◆ Task statement: Put every line of the listing below into a numbered list, leaving out blank lines and any pictures.

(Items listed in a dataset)
------------------------------
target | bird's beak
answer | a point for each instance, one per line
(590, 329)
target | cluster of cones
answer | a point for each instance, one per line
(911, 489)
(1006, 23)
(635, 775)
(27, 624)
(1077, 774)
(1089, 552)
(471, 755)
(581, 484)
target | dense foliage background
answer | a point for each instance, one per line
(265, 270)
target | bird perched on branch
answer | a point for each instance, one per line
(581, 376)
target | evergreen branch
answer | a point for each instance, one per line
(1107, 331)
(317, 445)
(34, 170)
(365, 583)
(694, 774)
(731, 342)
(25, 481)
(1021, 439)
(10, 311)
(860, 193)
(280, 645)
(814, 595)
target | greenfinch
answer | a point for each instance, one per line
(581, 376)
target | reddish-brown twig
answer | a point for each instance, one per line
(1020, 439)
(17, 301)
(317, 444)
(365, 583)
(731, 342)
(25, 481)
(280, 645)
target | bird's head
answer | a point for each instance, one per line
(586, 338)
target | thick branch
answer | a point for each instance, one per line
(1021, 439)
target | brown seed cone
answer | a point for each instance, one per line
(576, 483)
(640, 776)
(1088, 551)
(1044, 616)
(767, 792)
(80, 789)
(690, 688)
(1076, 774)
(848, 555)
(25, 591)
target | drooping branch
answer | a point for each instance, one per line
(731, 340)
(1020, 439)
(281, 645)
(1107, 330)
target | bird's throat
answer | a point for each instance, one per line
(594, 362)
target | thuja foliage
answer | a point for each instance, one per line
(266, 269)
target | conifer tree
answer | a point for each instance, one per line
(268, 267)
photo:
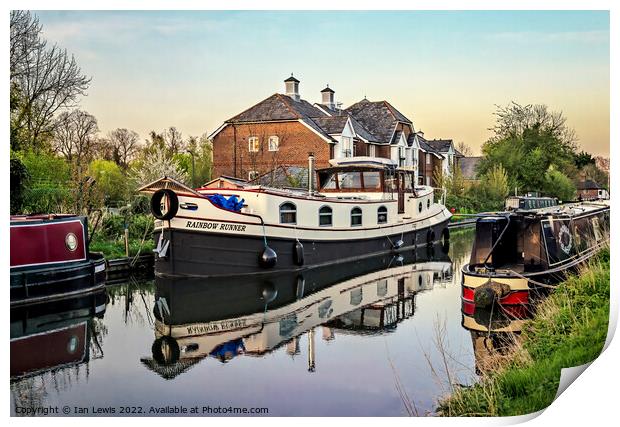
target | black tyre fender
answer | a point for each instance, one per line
(445, 240)
(430, 236)
(166, 350)
(173, 204)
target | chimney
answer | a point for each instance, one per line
(328, 97)
(292, 87)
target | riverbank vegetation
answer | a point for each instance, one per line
(62, 163)
(569, 329)
(532, 149)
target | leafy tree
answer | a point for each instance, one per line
(527, 141)
(48, 187)
(155, 164)
(495, 186)
(556, 184)
(583, 159)
(19, 177)
(110, 182)
(122, 146)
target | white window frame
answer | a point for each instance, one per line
(274, 143)
(253, 142)
(347, 146)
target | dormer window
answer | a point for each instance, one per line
(274, 143)
(347, 146)
(253, 144)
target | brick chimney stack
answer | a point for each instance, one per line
(292, 87)
(327, 96)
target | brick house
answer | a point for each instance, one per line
(284, 128)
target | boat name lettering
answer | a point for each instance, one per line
(216, 326)
(216, 226)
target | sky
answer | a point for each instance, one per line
(446, 71)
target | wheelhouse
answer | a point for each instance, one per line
(384, 180)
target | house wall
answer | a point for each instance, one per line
(295, 142)
(426, 171)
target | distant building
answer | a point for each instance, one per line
(283, 129)
(590, 190)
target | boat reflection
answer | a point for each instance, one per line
(56, 335)
(201, 318)
(494, 332)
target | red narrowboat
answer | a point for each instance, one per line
(50, 258)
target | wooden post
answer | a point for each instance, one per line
(126, 241)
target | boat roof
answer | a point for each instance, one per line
(378, 162)
(567, 209)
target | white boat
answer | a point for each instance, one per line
(362, 207)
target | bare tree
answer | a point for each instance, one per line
(43, 80)
(124, 145)
(464, 149)
(25, 31)
(75, 136)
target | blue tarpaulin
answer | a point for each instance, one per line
(231, 204)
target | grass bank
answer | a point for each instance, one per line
(109, 235)
(569, 329)
(112, 249)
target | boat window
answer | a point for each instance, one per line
(356, 217)
(325, 216)
(382, 215)
(372, 180)
(350, 180)
(328, 181)
(288, 213)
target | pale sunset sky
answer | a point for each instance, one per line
(446, 71)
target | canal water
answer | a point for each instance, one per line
(381, 337)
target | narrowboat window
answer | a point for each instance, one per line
(288, 213)
(372, 180)
(356, 217)
(325, 216)
(382, 215)
(350, 180)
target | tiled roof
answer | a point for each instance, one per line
(311, 123)
(468, 166)
(380, 118)
(588, 184)
(362, 132)
(440, 145)
(424, 145)
(332, 125)
(277, 107)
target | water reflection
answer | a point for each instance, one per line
(50, 343)
(223, 319)
(273, 341)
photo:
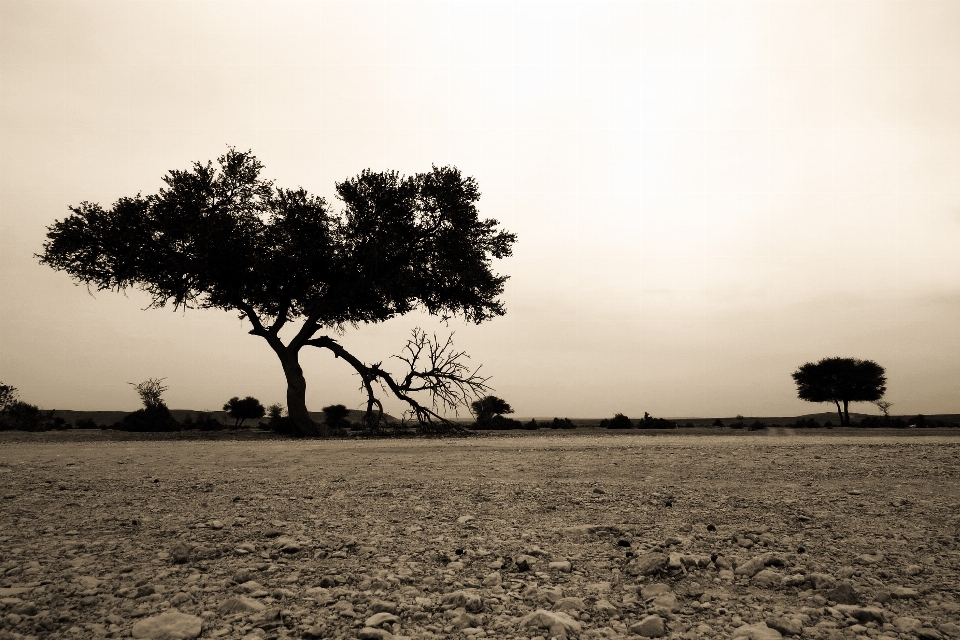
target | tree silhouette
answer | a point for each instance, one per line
(841, 380)
(222, 237)
(247, 409)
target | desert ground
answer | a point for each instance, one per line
(761, 535)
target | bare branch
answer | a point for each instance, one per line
(433, 367)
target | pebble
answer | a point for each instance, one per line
(171, 625)
(649, 627)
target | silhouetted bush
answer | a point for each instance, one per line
(23, 416)
(649, 422)
(153, 418)
(618, 421)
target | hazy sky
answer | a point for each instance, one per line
(706, 194)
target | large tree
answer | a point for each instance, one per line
(220, 236)
(841, 380)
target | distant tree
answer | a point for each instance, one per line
(8, 395)
(489, 407)
(223, 237)
(884, 407)
(335, 416)
(248, 408)
(154, 416)
(841, 381)
(618, 421)
(150, 391)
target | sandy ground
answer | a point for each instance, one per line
(761, 535)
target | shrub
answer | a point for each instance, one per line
(649, 422)
(618, 421)
(23, 416)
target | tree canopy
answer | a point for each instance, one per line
(221, 236)
(841, 381)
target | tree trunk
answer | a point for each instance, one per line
(303, 424)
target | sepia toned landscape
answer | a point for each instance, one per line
(843, 534)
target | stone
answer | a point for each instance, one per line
(759, 631)
(471, 602)
(862, 614)
(906, 623)
(171, 625)
(379, 619)
(767, 579)
(786, 626)
(566, 605)
(378, 606)
(240, 604)
(556, 622)
(905, 593)
(843, 593)
(648, 564)
(665, 603)
(649, 627)
(654, 590)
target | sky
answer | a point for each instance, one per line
(706, 194)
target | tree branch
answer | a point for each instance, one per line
(443, 375)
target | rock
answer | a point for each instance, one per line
(904, 593)
(379, 619)
(171, 625)
(240, 604)
(654, 590)
(786, 626)
(379, 606)
(566, 605)
(648, 564)
(821, 581)
(471, 602)
(906, 623)
(759, 631)
(767, 579)
(557, 623)
(862, 614)
(649, 627)
(843, 593)
(492, 579)
(605, 607)
(665, 603)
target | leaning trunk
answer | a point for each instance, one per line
(303, 424)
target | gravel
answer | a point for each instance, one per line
(759, 536)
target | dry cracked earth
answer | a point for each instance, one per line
(591, 536)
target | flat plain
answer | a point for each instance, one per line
(822, 535)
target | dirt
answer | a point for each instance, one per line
(827, 536)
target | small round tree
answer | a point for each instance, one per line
(841, 381)
(248, 408)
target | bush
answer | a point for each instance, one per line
(155, 418)
(23, 416)
(618, 421)
(649, 422)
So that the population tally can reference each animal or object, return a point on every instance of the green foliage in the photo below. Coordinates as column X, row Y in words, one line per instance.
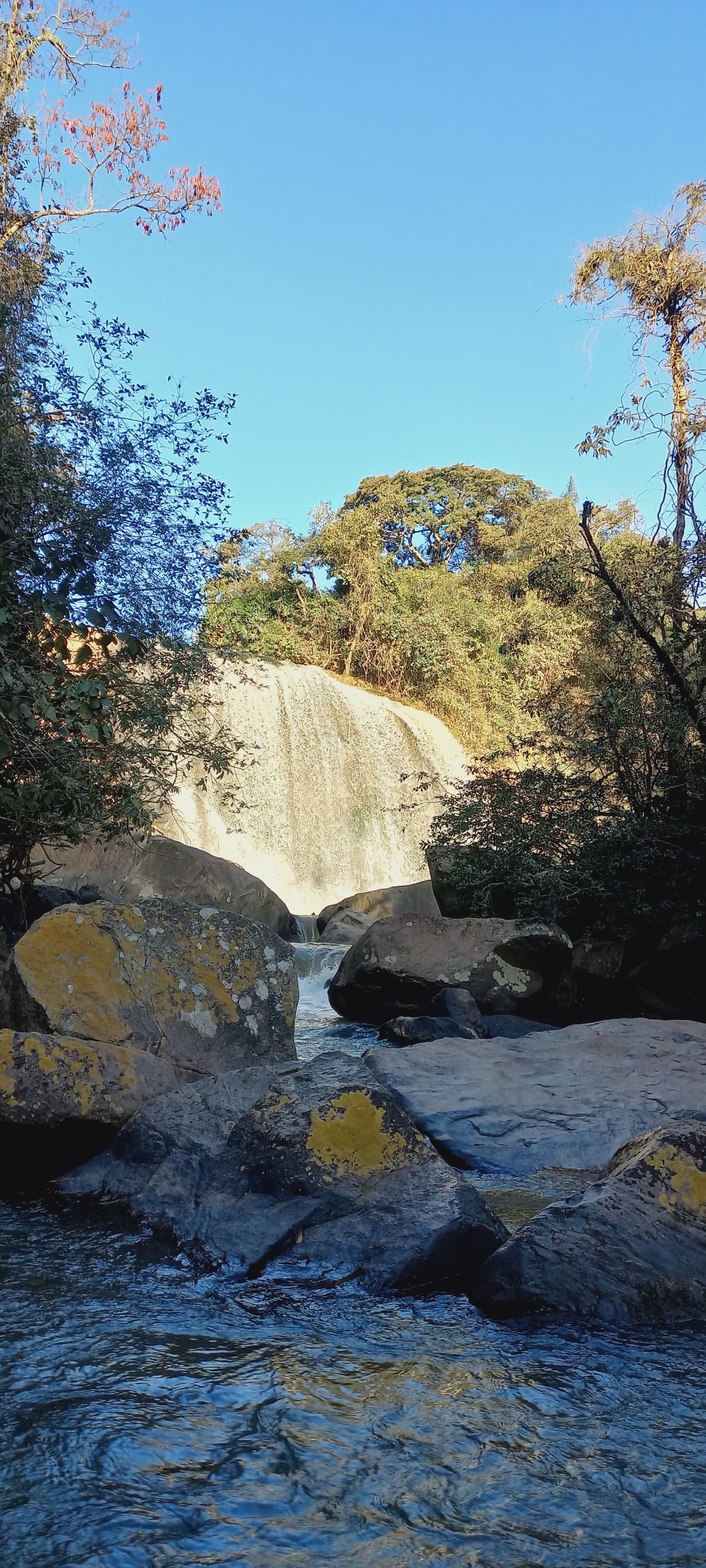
------------------------------
◆ Worked solution:
1. target | bird's beak
2. answer | a point for each instance, one per line
3. (590, 329)
4. target | cluster of cones
5. answer | a point for each instance, one per line
6. (911, 489)
7. (1006, 23)
8. (635, 775)
9. (27, 624)
10. (1077, 774)
11. (1089, 552)
12. (471, 755)
13. (581, 484)
14. target | dense foliage background
15. answer | a point for each instance, one per line
16. (265, 270)
17. target | bird perched on branch
18. answer | a point for each instance, one per line
19. (581, 376)
20. target | evergreen branch
21. answer | a point for each instance, one per line
22. (1107, 331)
23. (317, 445)
24. (34, 170)
25. (365, 583)
26. (694, 774)
27. (731, 342)
28. (25, 481)
29. (1021, 439)
30. (10, 311)
31. (860, 193)
32. (280, 645)
33. (814, 595)
34. target | greenfinch
35. answer | a point for each instance, one per line
36. (581, 376)
37. target | reddish-brown twig
38. answer | a point for each instance, one per line
39. (1020, 439)
40. (17, 301)
41. (317, 444)
42. (365, 583)
43. (731, 342)
44. (25, 481)
45. (280, 645)
46. target | bird's head
47. answer | a point for each instance, one per line
48. (586, 338)
49. target | thick branch
50. answer | a point for each instance, one per line
51. (1021, 439)
52. target | brown seed cone
53. answer | a point for each instance, one per line
54. (576, 483)
55. (640, 776)
56. (1088, 551)
57. (1044, 616)
58. (767, 792)
59. (80, 789)
60. (690, 688)
61. (1076, 774)
62. (848, 555)
63. (25, 591)
64. target | drooping branch
65. answer | a point for each instance, one per line
66. (731, 340)
67. (1020, 439)
68. (281, 645)
69. (1107, 330)
70. target | bird's throat
71. answer | a point for each instance, one per line
72. (594, 362)
73. target | thuja foliage
74. answer | a point for each instance, one per line
75. (266, 269)
76. target | conifer tree
77. answer | a point for each instance, one per line
78. (268, 267)
79. photo:
80. target | black tyre fender
81. answer | a point for each instance, one per line
82. (445, 240)
83. (430, 236)
84. (166, 350)
85. (173, 204)
86. target | chimney
87. answer | a point for each instance, one per line
88. (328, 97)
89. (292, 87)
90. target | riverbank vegetation
91. answer | a point for each instance, one per line
92. (62, 163)
93. (569, 329)
94. (532, 149)
95. target | leafy tree
96. answer | a point for each instance, one per line
97. (527, 141)
98. (48, 187)
99. (155, 164)
100. (495, 186)
101. (556, 184)
102. (583, 159)
103. (19, 177)
104. (110, 182)
105. (122, 146)
106. target | white window frame
107. answer | a point for each instance, one per line
108. (274, 143)
109. (253, 142)
110. (347, 146)
111. target | dormer window
112. answer | a point for each instance, one per line
113. (274, 143)
114. (347, 146)
115. (253, 144)
116. target | brick chimney stack
117. answer | a point for each instance, one per line
118. (292, 87)
119. (327, 96)
120. target | brick house
121. answer | a point for each instance, one per line
122. (284, 128)
123. target | boat name lettering
124. answer | a point for each instance, one per line
125. (216, 326)
126. (216, 226)
127. target | sky
128. answer | a point for each instance, one per line
129. (446, 71)
130. target | wheelhouse
131. answer | a point for each instance, one per line
132. (384, 180)
133. target | house wall
134. answer | a point for each instance, one per line
135. (295, 142)
136. (426, 171)
137. target | distant building
138. answer | a point for each instance, one per line
139. (283, 129)
140. (590, 190)
141. target | boat reflection
142. answer | a point for each instance, one per line
143. (56, 335)
144. (201, 318)
145. (494, 332)
146. target | red narrowboat
147. answer | a point for each instance, one per line
148. (50, 258)
149. target | wooden post
150. answer | a point for each instance, one per line
151. (126, 241)
152. target | boat roof
153. answer | a point for each instance, one per line
154. (378, 162)
155. (567, 209)
156. target | white boat
157. answer | a point for each instance, one per line
158. (362, 207)
159. target | bare tree
160. answer | a point for each instance, one per line
161. (43, 80)
162. (124, 145)
163. (464, 149)
164. (25, 31)
165. (75, 136)
166. target | blue tarpaulin
167. answer | a point for each instance, one per line
168. (231, 204)
169. target | grass bank
170. answer | a point for each instance, one per line
171. (109, 235)
172. (569, 329)
173. (112, 249)
174. target | boat window
175. answer | a point for each instance, one per line
176. (356, 217)
177. (325, 216)
178. (382, 215)
179. (372, 180)
180. (350, 180)
181. (328, 181)
182. (288, 213)
183. target | pale sunset sky
184. answer | a point for each instance, one per line
185. (446, 71)
186. target | canal water
187. answer | a point for each instance, one per line
188. (381, 337)
189. target | narrowboat window
190. answer | a point for each instance, one per line
191. (288, 213)
192. (372, 180)
193. (356, 217)
194. (325, 216)
195. (382, 215)
196. (350, 180)
197. target | tiled roof
198. answer | a point for each instance, one per line
199. (311, 123)
200. (468, 166)
201. (380, 118)
202. (588, 184)
203. (362, 132)
204. (440, 145)
205. (424, 145)
206. (332, 125)
207. (277, 107)
208. target | water reflection
209. answer | a point for each instance, one per line
210. (50, 343)
211. (223, 319)
212. (273, 341)
213. photo:
214. target | tree silhouette
215. answer | a point for each instance, one per line
216. (841, 380)
217. (222, 237)
218. (247, 409)
219. target | desert ground
220. answer | a point for each instance, one per line
221. (761, 535)
222. target | bare branch
223. answer | a point for each instance, one per line
224. (433, 367)
225. target | pebble
226. answer | a point for each instance, one per line
227. (171, 625)
228. (649, 627)
229. target | silhouetted bush
230. answer | a point for each instance, one per line
231. (23, 416)
232. (649, 422)
233. (153, 418)
234. (618, 421)
235. target | hazy sky
236. answer | a point for each instance, one per line
237. (706, 194)
238. target | large tree
239. answer | a point for each instance, one per line
240. (220, 236)
241. (841, 380)
242. target | distant tree
243. answer | a point for each instance, one per line
244. (8, 395)
245. (489, 407)
246. (223, 237)
247. (884, 407)
248. (335, 416)
249. (248, 408)
250. (154, 416)
251. (841, 381)
252. (618, 421)
253. (150, 391)
254. target | sandy ground
255. answer | a point for each instance, one per line
256. (761, 535)
257. target | shrub
258. answer | a point for each instance, one per line
259. (649, 422)
260. (618, 421)
261. (23, 416)
262. target | tree canopy
263. answer | a point for each instance, one per line
264. (221, 236)
265. (841, 381)
266. target | tree trunk
267. answer | a point for each instance, one per line
268. (303, 424)
269. target | sepia toned landscape
270. answer | a point for each instance, one per line
271. (843, 534)
272. target | stone
273. answer | a point for each instance, one per line
274. (759, 631)
275. (471, 602)
276. (862, 614)
277. (906, 623)
278. (171, 625)
279. (379, 619)
280. (767, 579)
281. (786, 626)
282. (566, 605)
283. (378, 606)
284. (240, 604)
285. (556, 622)
286. (905, 593)
287. (843, 593)
288. (648, 564)
289. (665, 603)
290. (649, 627)
291. (654, 590)
292. target | sky
293. answer | a point for each instance, one per line
294. (706, 194)
295. target | tree branch
296. answer | a point for each instance, one per line
297. (443, 375)
298. target | rock
299. answer | a point for each instance, one per line
300. (904, 593)
301. (379, 619)
302. (171, 625)
303. (240, 604)
304. (654, 590)
305. (786, 626)
306. (379, 606)
307. (566, 605)
308. (648, 564)
309. (821, 581)
310. (471, 602)
311. (906, 623)
312. (759, 631)
313. (767, 579)
314. (557, 623)
315. (862, 614)
316. (649, 627)
317. (843, 593)
318. (492, 579)
319. (605, 607)
320. (665, 603)
321. target | leaning trunk
322. answer | a point for each instance, one per line
323. (303, 424)
324. target | gravel
325. answer | a point for each instance, one per line
326. (759, 536)
327. target | dry cracked earth
328. answer | a point for each instance, one per line
329. (591, 536)
330. target | flat plain
331. answer | a point for each instance, one per line
332. (822, 535)
333. target | dirt
334. answer | a point for each instance, one per line
335. (827, 536)
336. target | small round tree
337. answer | a point for each instance, one per line
338. (841, 381)
339. (248, 408)
340. target | bush
341. answer | a point for each instance, one per line
342. (155, 418)
343. (23, 416)
344. (618, 421)
345. (649, 422)
346. So that the population tally can reference each animal or object, return a point on every instance of the green foliage in the photo below. Coordinates as column X, row Y in words, one line per instance.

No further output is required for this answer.